> What is required
After finding the line with "Query: stainless steel cylinder" in the entries below, retype exactly each line from there through the line with "Every instance of the angle", including that final line.

■ ■ ■ ■ ■

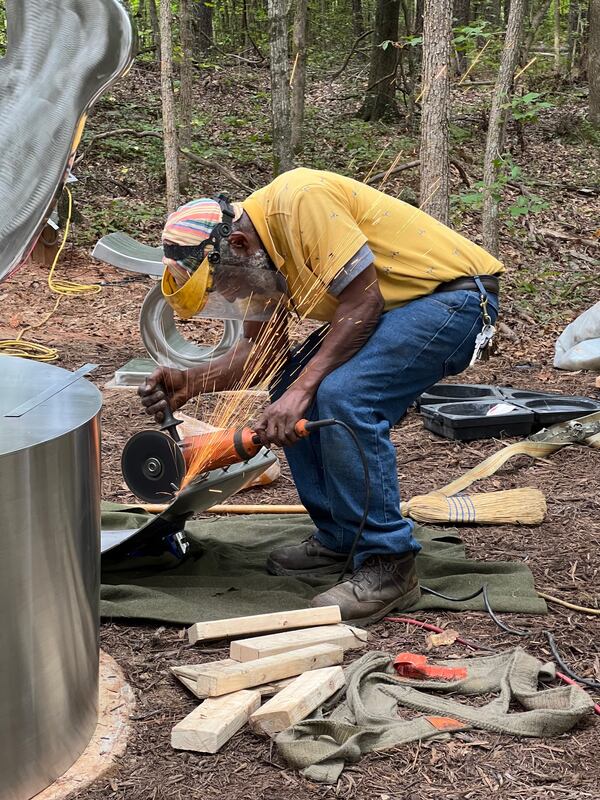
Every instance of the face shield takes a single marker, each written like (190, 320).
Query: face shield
(208, 279)
(224, 291)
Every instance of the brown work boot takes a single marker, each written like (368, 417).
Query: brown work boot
(304, 560)
(380, 585)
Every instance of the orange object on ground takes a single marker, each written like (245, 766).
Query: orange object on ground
(413, 665)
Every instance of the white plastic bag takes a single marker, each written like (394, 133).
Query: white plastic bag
(578, 346)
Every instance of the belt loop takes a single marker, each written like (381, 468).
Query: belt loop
(483, 300)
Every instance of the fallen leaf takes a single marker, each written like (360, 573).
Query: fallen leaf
(449, 636)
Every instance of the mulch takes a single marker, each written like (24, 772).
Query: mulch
(562, 553)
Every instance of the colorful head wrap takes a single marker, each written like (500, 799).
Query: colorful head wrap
(191, 224)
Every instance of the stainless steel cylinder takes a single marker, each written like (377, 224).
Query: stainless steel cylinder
(49, 573)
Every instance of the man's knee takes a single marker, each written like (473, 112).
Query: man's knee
(334, 397)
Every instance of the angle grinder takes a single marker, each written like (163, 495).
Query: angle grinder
(154, 463)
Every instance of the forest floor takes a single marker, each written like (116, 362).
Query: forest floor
(552, 260)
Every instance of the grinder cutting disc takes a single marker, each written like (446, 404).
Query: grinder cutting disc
(153, 466)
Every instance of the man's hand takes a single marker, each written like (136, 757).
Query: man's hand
(277, 422)
(174, 386)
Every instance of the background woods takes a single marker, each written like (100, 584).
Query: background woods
(457, 106)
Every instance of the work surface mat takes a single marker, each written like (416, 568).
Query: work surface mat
(225, 575)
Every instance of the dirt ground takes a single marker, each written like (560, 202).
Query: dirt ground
(562, 554)
(552, 277)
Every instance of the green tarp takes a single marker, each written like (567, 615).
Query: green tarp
(225, 576)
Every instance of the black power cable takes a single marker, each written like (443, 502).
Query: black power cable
(483, 590)
(367, 501)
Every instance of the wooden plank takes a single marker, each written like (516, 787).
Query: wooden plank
(345, 636)
(214, 682)
(263, 623)
(191, 670)
(214, 722)
(265, 689)
(297, 701)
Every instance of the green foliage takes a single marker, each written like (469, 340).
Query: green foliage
(468, 37)
(527, 107)
(580, 131)
(524, 204)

■ ■ ■ ■ ■

> Problem solution
Query: stainless steel cylinder
(49, 573)
Every instance of the man's knee takes a single marker, each written like (473, 112).
Query: man's knee
(334, 397)
Every instance of the angle grinder takes a single marker, each written like (163, 495).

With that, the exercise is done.